[Collected data]
+ + + + +
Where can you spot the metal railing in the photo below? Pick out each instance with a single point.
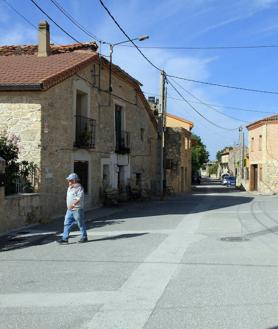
(85, 132)
(122, 142)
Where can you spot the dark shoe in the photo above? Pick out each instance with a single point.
(82, 240)
(63, 241)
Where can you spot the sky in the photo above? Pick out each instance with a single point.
(176, 23)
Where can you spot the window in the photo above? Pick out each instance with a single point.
(81, 168)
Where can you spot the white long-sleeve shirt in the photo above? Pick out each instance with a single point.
(75, 193)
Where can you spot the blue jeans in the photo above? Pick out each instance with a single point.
(74, 217)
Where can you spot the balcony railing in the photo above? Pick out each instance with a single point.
(122, 142)
(85, 132)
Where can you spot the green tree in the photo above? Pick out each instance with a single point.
(200, 154)
(15, 170)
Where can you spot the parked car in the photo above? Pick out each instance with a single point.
(231, 181)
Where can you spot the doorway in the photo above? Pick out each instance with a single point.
(254, 178)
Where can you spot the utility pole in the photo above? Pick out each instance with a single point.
(241, 150)
(161, 127)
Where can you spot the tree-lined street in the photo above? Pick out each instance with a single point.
(203, 260)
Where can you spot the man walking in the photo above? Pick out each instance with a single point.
(75, 210)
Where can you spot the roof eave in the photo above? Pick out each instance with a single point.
(21, 87)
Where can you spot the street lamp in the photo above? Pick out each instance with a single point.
(111, 48)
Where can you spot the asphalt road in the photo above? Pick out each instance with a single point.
(203, 260)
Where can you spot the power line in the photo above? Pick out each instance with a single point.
(223, 86)
(18, 13)
(214, 105)
(146, 58)
(195, 110)
(182, 78)
(206, 104)
(73, 20)
(206, 48)
(52, 20)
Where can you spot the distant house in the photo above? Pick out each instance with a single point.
(263, 155)
(177, 153)
(58, 100)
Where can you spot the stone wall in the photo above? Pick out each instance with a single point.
(178, 159)
(21, 115)
(18, 210)
(45, 122)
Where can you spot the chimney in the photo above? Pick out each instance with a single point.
(44, 39)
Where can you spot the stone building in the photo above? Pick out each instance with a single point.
(263, 155)
(177, 153)
(69, 117)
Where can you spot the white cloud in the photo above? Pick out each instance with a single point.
(17, 34)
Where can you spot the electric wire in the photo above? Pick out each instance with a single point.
(206, 104)
(52, 20)
(195, 110)
(206, 48)
(177, 77)
(214, 105)
(123, 31)
(73, 20)
(223, 85)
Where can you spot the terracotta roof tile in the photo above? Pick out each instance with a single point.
+ + + + +
Task goal.
Drop the pictures and copy the data exactly.

Written solution.
Where can you spot the metal railing in the photo below? Pick out each instance with a single point.
(85, 132)
(122, 142)
Where can you spot the dark shoe in the photo above? Pick out each instance with a single point.
(82, 240)
(63, 241)
Where can you spot the sky in the photo above? Pick out each instance with a single point.
(176, 23)
Where can you spot the window in the photo above? Pick out each instance with a single point.
(81, 168)
Where can you spot the white long-sleeve shirt in the photo above? Pick out each instance with a single point.
(75, 193)
Where can you spot the blue jeans in the photo above? Pick out each instance with a single point.
(74, 217)
Where can you spot the balcony railing in the photo above? Pick out each instance with a single point.
(122, 142)
(85, 132)
Where can you spot the green tree in the photo above? Pick out each instance with a single point.
(200, 154)
(15, 170)
Where can you spot the parked car in the photo above? Pick out each instance with a single point.
(231, 181)
Where can you spot the doorway in the photo above? Pick out each instance with a single point.
(254, 178)
Where can you spot the utility pole in the photo above? Pick out each instance with a single point.
(241, 150)
(161, 127)
Where can you spot the tree-lined street in the photo above? Pick out each instance with a single point.
(203, 260)
Where can you spot the man walking in the photo above? Pick out each instance with a single point.
(75, 210)
Where can you spot the roof eave in the photo above? Pick out each instance with a single point.
(21, 87)
Where can you spot the street lamp in the photo above? Pick out each instance with a single point.
(111, 48)
Where can you spot the asphalt road in the photo above? Pick out each instance with a single point.
(203, 260)
Where can you spot the power line in the photo above? Pick out each instance with a single point.
(223, 86)
(18, 13)
(214, 105)
(146, 58)
(195, 110)
(182, 78)
(206, 104)
(73, 20)
(206, 48)
(52, 20)
Where can you spot the distant house in the photo above? Pick out each instance with a single point.
(263, 155)
(177, 153)
(58, 100)
Where can you spot the stone wall in the photo above? Pick out each instance with a single point.
(178, 159)
(21, 115)
(18, 210)
(45, 122)
Where can you spot the chimney in the photo above? Pick out each instance with a single point.
(44, 39)
Where can you spot the stone building in the photo above? Pick out each instance with a single point.
(263, 155)
(177, 153)
(69, 117)
Where can you spot the white cloud in the photo above? Pick out each instance with a single point.
(17, 34)
Where can you spot the electric wire in the photo above? Pick out each instance with a single point.
(206, 104)
(52, 20)
(195, 110)
(206, 48)
(177, 77)
(214, 105)
(123, 31)
(73, 20)
(223, 85)
Where can you spot the terracotta roof tile in the photo above? Pick out each instance with a single point.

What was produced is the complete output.